• [Requirement]: Repeat every entry in full. Match each line exactly.

(Dataset excerpts)
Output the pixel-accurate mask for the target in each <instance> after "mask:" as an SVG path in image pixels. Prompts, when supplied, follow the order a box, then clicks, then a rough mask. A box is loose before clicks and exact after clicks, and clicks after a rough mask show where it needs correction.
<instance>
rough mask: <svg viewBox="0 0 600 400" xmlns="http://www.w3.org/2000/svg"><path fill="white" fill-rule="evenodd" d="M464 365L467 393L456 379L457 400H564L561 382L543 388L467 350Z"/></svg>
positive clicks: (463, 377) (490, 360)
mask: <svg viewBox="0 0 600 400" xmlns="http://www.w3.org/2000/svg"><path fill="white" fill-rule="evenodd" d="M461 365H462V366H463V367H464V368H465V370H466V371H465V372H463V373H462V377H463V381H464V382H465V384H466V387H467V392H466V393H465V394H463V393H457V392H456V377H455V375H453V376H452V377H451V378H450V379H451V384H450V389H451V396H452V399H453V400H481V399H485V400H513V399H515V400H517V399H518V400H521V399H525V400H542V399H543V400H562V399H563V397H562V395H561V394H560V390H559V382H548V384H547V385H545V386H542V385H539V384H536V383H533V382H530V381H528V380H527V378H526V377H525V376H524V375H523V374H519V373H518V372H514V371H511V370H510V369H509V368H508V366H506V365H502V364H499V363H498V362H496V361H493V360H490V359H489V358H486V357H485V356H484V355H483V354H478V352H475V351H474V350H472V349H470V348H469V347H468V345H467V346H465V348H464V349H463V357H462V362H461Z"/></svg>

• [Task solution]:
Output the pixel-accurate mask for the target in each <instance> after "mask:" as an SVG path in image pixels. Prompts, when supplied, follow the order a box, then clicks, then a rough mask. A box is loose before clicks and exact after clicks, and clicks after a rough mask show where it needs correction.
<instance>
rough mask: <svg viewBox="0 0 600 400" xmlns="http://www.w3.org/2000/svg"><path fill="white" fill-rule="evenodd" d="M464 365L467 393L456 379L457 400H564L561 382L543 388L467 350Z"/></svg>
positive clicks: (463, 377) (490, 360)
mask: <svg viewBox="0 0 600 400" xmlns="http://www.w3.org/2000/svg"><path fill="white" fill-rule="evenodd" d="M461 365H462V366H463V367H464V368H465V370H466V371H465V372H463V373H462V377H463V381H464V382H465V384H466V387H467V392H466V393H465V394H463V393H457V392H456V377H455V375H453V376H452V377H451V378H450V379H451V384H450V389H451V396H452V399H453V400H481V399H485V400H513V399H515V400H517V399H518V400H521V399H525V400H542V399H543V400H562V399H563V397H562V395H561V394H560V390H559V382H548V384H547V385H545V386H542V385H539V384H536V383H533V382H530V381H528V380H527V378H526V377H525V376H524V375H523V374H519V373H518V372H514V371H511V370H510V369H509V368H508V366H506V365H502V364H499V363H498V362H496V361H493V360H490V359H489V358H486V357H485V356H484V355H483V354H478V352H475V351H474V350H472V349H470V348H469V347H468V345H467V346H465V348H464V349H463V357H462V362H461Z"/></svg>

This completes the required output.